── Data rows

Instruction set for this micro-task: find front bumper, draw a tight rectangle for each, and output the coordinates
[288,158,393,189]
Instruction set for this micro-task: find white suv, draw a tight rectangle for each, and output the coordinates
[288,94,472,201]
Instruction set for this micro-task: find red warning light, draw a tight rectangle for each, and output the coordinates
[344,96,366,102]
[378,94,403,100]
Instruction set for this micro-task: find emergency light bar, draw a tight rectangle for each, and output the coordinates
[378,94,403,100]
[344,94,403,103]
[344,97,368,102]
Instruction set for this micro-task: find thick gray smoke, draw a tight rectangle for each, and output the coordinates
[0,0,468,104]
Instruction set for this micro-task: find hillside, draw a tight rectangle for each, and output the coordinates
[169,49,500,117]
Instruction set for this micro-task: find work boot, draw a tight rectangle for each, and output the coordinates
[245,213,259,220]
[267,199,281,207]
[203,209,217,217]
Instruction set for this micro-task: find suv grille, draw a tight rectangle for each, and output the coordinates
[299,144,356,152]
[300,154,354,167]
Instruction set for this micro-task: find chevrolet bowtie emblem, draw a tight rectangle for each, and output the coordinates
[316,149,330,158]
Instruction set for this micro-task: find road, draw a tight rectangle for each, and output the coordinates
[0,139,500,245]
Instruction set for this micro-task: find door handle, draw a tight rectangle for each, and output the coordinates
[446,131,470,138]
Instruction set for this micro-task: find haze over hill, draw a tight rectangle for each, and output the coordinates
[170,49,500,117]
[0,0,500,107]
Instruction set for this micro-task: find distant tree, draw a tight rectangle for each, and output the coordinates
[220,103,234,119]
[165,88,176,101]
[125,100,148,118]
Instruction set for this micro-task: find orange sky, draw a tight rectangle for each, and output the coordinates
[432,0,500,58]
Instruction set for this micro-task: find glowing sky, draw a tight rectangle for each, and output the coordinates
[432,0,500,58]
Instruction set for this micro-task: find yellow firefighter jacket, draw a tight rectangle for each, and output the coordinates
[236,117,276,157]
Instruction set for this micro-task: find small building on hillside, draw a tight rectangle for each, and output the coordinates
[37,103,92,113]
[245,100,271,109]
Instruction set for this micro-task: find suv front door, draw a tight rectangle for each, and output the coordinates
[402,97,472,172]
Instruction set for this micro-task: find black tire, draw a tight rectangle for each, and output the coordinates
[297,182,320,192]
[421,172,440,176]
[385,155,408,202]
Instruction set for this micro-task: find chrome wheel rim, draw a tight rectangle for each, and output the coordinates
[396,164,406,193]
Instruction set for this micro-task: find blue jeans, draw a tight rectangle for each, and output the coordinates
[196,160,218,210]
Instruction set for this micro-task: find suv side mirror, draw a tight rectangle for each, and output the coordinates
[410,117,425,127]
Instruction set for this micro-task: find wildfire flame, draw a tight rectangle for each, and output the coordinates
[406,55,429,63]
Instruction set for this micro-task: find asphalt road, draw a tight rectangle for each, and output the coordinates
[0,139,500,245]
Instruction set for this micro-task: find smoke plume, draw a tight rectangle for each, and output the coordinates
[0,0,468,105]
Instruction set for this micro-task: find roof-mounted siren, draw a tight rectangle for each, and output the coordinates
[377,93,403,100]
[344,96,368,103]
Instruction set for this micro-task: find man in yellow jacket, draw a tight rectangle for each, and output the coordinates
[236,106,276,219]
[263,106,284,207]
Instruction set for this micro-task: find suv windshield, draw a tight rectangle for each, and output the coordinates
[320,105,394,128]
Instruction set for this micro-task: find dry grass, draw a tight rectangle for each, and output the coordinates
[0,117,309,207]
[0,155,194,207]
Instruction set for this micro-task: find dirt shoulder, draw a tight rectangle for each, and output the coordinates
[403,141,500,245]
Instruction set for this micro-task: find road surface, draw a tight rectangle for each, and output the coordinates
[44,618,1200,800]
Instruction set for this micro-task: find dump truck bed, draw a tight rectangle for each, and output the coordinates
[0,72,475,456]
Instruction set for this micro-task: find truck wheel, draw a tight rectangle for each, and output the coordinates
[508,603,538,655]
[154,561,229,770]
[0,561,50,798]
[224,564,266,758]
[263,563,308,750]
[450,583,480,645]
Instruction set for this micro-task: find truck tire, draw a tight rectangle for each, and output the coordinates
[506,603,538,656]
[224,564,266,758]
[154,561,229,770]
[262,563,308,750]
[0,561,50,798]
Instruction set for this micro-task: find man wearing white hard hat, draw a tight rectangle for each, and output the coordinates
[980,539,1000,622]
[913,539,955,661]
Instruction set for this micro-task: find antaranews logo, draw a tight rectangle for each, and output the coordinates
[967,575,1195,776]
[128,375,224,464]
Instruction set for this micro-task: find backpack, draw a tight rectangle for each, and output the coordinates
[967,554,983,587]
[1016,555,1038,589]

────

» Task requirements: Echo the material from its first line through the line holding "[288,94,472,201]", inclusive.

» Solution to this exercise:
Instruction set for this micro-task: find front bumper, draw a tight rectangle for each, and output the coordinates
[288,158,393,189]
Instruction set for this micro-task: find white suv, draw a tight rectangle for each, and output the coordinates
[288,94,472,201]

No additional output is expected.